== Goal of the exercise ==
From the line containing "of the gravel" to the end of the listing, write out every line exactly; leave out everything else.

== Records supplied ==
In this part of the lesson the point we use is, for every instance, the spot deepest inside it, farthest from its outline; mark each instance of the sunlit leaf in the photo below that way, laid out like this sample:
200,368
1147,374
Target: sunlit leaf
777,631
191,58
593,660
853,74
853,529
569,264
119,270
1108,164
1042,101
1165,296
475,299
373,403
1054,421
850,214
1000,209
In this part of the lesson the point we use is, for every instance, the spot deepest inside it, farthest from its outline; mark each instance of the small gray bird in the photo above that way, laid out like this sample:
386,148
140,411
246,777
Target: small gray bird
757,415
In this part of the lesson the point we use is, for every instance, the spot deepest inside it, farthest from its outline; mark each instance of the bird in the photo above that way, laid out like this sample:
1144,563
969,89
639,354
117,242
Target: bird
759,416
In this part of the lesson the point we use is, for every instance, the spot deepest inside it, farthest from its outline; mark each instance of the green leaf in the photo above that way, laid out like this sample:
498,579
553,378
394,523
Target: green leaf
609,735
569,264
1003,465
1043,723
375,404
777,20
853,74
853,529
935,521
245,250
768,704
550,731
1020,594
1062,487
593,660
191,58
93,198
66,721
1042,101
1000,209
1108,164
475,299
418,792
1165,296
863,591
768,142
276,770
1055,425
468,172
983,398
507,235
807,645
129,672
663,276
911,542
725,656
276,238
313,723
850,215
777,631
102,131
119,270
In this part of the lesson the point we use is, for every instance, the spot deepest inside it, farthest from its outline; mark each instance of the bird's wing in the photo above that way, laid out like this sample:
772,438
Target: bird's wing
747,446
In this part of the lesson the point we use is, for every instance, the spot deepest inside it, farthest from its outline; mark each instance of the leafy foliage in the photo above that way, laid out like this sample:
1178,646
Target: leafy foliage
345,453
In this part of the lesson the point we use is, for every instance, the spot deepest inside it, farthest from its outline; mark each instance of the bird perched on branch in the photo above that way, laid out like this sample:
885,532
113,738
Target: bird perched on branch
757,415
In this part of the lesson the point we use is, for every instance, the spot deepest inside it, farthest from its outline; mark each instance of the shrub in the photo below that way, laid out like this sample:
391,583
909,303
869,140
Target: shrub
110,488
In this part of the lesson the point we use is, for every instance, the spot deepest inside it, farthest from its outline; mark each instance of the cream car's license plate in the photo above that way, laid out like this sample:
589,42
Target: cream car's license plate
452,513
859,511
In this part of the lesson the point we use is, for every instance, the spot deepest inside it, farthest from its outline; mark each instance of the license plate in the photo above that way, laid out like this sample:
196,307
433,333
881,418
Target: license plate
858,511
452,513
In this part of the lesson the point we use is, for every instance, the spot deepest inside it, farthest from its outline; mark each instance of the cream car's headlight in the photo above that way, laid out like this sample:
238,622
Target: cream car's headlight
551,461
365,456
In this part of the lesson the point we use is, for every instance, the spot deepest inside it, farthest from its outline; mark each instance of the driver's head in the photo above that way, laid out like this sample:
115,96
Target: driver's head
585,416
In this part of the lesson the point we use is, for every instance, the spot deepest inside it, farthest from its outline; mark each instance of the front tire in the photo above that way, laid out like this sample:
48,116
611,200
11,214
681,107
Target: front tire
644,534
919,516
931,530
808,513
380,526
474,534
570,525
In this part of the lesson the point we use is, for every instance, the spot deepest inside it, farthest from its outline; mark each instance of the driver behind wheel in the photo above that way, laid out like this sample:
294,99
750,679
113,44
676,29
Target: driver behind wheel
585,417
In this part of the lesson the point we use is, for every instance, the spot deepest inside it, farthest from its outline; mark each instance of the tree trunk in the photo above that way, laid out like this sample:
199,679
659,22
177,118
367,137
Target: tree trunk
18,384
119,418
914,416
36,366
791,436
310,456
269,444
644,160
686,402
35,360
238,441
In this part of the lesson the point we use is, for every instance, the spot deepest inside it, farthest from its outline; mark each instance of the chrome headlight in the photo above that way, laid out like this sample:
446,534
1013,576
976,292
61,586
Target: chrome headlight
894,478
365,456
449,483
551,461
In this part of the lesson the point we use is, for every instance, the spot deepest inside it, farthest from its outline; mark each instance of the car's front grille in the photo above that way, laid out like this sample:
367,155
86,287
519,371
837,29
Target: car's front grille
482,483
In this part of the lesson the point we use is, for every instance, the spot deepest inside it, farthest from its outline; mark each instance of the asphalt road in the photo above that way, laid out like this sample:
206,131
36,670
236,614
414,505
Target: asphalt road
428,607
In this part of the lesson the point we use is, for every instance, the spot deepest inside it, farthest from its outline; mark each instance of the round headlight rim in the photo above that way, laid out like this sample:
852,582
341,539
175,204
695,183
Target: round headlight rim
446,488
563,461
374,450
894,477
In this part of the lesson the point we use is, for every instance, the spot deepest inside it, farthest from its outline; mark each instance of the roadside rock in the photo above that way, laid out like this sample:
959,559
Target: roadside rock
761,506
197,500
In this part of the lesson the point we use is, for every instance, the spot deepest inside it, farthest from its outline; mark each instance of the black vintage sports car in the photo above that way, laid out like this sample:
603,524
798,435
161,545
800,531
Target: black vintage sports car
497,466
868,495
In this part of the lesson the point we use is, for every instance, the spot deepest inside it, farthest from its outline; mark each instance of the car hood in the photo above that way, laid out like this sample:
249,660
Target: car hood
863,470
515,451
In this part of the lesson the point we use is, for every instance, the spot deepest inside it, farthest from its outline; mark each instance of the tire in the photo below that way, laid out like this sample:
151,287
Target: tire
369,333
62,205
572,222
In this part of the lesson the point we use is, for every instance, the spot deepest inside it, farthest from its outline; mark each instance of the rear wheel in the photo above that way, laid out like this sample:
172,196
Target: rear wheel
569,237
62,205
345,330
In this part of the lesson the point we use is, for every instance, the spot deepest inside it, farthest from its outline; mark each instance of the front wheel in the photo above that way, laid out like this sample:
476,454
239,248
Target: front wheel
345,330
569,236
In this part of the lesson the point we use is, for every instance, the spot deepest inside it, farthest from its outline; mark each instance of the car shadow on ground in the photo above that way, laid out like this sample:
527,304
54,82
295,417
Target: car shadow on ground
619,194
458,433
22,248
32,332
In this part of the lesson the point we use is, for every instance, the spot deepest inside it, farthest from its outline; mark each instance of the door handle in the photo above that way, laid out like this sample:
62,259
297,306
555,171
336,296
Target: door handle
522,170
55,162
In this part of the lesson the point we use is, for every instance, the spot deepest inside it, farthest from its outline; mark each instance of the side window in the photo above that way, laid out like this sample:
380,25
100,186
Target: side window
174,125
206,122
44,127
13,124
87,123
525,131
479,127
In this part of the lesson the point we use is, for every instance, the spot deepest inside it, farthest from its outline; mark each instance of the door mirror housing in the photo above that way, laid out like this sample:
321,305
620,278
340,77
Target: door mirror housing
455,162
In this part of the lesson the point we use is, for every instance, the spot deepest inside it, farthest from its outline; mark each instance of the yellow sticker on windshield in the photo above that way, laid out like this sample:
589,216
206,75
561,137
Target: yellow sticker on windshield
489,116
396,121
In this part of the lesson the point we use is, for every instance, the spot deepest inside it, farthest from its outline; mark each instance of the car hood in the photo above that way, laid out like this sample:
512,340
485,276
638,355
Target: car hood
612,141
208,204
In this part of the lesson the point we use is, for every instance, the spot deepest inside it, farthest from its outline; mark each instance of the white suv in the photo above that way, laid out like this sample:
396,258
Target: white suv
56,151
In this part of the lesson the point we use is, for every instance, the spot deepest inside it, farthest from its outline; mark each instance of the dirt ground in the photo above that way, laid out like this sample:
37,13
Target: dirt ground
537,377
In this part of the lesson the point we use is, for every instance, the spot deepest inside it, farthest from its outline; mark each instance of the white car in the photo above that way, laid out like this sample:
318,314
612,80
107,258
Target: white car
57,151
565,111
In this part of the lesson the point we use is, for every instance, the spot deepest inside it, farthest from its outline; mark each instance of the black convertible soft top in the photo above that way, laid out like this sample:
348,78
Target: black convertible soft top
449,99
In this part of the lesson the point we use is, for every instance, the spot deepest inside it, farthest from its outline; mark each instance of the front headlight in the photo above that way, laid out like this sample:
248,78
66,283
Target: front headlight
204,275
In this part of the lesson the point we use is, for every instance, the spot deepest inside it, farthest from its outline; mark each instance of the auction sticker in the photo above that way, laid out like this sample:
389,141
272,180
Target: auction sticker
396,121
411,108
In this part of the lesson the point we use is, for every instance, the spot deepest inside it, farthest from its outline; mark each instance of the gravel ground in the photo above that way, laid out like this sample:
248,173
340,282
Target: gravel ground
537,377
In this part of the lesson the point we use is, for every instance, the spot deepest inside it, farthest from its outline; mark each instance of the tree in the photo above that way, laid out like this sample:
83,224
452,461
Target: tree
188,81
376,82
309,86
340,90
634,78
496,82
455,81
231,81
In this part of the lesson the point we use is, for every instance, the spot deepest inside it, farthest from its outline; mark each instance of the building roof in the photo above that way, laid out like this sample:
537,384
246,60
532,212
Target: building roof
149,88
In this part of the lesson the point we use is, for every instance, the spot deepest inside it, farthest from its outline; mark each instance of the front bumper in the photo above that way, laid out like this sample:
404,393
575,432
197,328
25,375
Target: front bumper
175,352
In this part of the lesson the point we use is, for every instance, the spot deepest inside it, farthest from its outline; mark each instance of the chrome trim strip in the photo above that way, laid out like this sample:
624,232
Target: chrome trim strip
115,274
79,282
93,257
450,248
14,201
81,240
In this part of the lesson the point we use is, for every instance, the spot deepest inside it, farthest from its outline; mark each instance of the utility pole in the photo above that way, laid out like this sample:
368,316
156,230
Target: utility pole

== Correct output ==
In this part of the lesson the point we use is, for every instance, the spot deepest inside it, farthest from its outline; mark each instance of the gravel ground in the photo above that way, laid out like this sample:
248,173
340,282
Target: gravel ground
537,377
In this part of the lesson the point we use is, for every instance, the spot deepest inside it, farthest from its outline; mark each instance of the tree in the photo above that way, laid out like this sample:
83,224
452,461
Target: tree
188,81
376,82
309,86
340,90
634,78
496,82
455,81
231,81
In this part of the lesson the point we use is, for every instance, the spot deepest inside it, farthest from its outline; mark each instance of the building roof in the photo above that way, laid out like this sample:
537,384
246,60
532,212
Target: building roof
149,88
In this part of the lesson the point we use is, for every instance, the spot deepest inside it, farthest from its outline; mark each instance of the front bumper in the photo above that way, laid out like this sample:
404,393
575,432
197,328
25,375
Target: front bumper
175,352
In this part of the lesson the point we use is, for every instance, the spot deepest inside it, farthest from its outline; mark each instance of the chrome trim strip in the photo above that way, laid out like this sample:
624,232
Target: chrome trim strip
115,274
79,282
93,257
450,248
14,201
81,240
In this part of the lesson the point we use is, for every instance, the spot deepest inside it, farthest from its outline; mark each instance of the utility pole in the photo above that way, laid out like this sample:
368,316
156,230
Target: utility pole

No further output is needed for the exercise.